- WHAT THE TASK REQUIRES
Filter this material down to the lines that contain the string "watchtower", and return those lines.
[DATA FOR PROCESSING — start]
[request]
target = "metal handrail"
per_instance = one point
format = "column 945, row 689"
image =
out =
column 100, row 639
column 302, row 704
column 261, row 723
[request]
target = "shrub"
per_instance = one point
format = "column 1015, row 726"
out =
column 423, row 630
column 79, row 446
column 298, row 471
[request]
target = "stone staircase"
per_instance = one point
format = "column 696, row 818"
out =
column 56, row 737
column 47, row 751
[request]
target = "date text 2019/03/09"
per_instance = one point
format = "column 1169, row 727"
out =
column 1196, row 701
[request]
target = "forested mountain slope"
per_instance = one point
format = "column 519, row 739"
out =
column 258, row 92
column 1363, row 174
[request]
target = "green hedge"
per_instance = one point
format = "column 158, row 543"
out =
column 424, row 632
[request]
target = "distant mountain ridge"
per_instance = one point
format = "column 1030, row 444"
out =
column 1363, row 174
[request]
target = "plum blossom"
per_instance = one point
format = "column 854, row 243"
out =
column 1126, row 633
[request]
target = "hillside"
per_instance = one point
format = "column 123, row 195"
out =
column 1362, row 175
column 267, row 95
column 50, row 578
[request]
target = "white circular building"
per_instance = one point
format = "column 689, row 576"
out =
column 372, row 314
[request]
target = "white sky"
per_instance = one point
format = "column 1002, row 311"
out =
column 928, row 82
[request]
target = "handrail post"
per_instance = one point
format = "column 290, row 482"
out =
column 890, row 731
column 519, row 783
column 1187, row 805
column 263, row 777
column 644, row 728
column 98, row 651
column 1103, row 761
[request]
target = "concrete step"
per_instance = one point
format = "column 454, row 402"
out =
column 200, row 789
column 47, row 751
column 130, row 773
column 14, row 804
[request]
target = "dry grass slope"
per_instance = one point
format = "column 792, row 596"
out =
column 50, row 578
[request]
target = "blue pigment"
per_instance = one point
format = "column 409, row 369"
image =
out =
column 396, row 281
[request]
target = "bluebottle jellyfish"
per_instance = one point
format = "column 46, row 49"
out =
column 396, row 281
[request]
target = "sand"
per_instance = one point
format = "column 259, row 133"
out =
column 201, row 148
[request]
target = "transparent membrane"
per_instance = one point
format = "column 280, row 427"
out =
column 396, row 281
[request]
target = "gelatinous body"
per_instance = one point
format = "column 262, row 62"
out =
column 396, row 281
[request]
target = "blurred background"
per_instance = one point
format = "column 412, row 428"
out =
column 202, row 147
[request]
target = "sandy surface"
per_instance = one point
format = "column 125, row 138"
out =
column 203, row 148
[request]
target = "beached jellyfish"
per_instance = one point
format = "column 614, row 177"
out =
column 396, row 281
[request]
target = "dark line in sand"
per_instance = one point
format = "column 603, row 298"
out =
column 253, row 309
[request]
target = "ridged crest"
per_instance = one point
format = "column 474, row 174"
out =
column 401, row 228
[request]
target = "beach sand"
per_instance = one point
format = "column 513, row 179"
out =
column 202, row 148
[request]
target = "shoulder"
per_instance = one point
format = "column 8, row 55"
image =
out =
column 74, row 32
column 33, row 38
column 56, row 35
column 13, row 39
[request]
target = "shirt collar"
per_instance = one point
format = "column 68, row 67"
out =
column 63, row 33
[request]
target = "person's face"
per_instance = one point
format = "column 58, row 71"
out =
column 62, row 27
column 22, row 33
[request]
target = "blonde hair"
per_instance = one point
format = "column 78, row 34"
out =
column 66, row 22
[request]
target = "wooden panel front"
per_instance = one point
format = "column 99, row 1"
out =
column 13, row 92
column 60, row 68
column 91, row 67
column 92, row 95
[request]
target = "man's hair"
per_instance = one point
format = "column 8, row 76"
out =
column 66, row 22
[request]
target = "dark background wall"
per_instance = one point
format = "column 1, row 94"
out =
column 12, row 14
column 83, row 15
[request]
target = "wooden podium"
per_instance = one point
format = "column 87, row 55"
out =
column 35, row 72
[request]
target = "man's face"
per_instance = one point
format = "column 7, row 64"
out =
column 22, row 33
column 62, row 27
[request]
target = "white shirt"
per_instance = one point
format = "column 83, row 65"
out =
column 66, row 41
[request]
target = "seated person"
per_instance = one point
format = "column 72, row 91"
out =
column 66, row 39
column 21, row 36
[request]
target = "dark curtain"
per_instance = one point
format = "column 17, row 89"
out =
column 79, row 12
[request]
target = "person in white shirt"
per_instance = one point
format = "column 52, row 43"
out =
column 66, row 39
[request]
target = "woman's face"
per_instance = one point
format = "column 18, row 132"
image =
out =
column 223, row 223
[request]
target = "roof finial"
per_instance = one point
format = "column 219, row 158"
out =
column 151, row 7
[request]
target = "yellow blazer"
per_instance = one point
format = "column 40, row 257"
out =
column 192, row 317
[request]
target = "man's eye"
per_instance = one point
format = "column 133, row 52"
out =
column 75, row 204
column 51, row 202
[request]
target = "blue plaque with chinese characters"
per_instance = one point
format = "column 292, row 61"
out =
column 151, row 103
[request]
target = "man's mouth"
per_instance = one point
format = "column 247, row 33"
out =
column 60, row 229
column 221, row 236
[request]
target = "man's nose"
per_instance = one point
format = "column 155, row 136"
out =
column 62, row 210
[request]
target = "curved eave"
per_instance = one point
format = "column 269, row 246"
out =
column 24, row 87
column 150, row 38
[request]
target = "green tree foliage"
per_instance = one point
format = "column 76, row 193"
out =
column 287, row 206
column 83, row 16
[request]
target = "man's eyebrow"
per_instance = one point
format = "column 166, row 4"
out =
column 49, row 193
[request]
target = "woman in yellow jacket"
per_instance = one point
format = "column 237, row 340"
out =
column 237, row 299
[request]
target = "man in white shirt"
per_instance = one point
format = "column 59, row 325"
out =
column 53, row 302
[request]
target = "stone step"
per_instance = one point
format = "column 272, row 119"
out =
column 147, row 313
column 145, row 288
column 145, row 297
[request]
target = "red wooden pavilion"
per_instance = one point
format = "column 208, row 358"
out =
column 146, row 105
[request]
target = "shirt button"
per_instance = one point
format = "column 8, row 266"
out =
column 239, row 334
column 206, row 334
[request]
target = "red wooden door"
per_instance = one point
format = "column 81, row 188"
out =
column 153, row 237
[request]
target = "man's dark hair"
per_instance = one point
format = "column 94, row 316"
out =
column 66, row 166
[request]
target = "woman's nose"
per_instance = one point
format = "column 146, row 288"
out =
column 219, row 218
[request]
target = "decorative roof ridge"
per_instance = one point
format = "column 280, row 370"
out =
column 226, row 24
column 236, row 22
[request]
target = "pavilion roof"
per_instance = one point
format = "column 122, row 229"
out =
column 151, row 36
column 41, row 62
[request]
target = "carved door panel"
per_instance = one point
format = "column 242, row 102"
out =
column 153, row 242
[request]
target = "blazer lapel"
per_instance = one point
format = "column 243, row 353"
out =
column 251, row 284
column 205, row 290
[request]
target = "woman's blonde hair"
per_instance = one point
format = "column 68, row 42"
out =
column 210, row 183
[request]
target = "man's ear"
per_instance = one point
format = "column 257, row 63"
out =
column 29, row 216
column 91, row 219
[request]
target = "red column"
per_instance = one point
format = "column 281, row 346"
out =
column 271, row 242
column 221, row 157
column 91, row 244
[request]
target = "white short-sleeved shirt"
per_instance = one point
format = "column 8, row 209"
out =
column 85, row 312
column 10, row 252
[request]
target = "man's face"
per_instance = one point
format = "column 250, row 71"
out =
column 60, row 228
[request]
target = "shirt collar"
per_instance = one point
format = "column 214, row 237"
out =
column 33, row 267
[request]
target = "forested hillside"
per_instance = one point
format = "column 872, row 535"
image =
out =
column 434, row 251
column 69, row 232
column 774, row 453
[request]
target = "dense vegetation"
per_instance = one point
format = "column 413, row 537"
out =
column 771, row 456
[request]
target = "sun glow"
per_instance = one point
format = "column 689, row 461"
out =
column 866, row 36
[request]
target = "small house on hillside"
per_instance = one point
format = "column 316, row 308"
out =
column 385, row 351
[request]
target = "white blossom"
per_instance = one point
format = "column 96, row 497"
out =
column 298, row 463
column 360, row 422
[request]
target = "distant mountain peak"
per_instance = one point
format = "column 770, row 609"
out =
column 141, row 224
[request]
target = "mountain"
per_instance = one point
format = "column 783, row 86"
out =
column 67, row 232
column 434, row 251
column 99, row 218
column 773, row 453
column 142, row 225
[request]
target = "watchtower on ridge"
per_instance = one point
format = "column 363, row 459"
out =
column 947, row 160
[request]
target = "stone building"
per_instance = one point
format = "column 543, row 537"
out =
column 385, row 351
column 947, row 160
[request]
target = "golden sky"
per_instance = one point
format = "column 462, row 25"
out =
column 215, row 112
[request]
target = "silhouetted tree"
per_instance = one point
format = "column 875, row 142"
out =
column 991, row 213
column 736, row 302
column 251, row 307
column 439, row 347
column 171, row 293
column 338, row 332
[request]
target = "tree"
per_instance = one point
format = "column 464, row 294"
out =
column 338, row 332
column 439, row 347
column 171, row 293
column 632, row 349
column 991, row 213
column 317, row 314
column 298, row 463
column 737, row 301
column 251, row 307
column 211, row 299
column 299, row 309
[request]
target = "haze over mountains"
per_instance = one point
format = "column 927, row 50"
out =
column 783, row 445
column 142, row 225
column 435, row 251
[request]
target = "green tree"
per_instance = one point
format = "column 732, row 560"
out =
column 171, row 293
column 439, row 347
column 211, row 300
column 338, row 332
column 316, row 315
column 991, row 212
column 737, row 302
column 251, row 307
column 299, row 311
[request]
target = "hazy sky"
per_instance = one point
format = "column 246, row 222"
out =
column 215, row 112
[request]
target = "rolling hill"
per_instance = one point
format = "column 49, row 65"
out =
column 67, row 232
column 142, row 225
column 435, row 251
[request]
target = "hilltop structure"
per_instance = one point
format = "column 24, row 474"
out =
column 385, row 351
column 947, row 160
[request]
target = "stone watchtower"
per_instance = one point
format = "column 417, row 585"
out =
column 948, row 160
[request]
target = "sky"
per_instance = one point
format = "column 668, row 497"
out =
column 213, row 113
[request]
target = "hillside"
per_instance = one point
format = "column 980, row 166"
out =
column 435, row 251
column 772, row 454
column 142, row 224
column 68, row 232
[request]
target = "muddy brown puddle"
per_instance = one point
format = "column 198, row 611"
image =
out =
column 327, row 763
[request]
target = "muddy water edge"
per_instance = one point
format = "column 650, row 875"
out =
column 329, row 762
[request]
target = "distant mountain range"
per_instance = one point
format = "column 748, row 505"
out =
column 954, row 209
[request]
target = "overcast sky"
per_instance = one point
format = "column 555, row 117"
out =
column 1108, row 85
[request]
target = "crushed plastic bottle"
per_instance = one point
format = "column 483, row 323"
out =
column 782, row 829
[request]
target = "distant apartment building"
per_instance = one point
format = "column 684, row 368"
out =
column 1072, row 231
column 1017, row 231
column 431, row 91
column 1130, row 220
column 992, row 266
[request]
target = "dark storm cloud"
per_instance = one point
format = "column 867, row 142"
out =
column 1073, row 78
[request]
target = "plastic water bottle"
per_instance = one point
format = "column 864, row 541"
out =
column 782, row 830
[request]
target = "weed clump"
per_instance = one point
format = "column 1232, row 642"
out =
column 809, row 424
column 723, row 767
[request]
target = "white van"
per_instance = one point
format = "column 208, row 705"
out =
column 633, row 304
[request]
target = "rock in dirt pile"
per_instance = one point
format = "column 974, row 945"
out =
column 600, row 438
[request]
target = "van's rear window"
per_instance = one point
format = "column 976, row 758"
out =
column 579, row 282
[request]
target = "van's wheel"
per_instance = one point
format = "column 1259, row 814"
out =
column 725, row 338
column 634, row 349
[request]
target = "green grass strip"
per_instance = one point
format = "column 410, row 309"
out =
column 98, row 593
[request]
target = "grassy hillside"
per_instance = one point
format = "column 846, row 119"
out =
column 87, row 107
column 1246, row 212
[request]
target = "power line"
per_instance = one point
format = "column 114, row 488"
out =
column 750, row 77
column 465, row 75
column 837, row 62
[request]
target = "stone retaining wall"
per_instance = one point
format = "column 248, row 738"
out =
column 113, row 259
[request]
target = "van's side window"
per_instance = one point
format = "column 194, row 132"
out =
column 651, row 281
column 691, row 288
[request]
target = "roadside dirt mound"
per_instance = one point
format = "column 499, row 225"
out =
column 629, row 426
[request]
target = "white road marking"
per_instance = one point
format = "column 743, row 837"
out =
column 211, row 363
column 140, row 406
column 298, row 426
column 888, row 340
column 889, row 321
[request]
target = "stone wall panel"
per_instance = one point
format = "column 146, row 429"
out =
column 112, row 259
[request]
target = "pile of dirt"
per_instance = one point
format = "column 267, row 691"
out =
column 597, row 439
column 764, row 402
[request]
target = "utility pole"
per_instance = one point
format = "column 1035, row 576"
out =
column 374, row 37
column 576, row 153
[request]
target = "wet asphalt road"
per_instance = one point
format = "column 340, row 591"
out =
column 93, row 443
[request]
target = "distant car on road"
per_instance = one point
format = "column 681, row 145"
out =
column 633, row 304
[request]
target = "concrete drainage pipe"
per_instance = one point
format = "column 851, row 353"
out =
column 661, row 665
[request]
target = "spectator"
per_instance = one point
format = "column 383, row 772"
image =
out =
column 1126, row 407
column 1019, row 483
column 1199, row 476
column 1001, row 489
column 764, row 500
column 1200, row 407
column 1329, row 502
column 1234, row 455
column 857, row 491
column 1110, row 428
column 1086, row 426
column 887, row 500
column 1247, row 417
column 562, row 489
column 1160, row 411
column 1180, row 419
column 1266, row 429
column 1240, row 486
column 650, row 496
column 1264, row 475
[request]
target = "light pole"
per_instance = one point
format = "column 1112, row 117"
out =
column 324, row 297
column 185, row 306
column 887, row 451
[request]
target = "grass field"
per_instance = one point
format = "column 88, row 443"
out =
[DATA FOR PROCESSING — finish]
- FINAL ANSWER
target = "watchtower on ridge"
target = "stone watchtower"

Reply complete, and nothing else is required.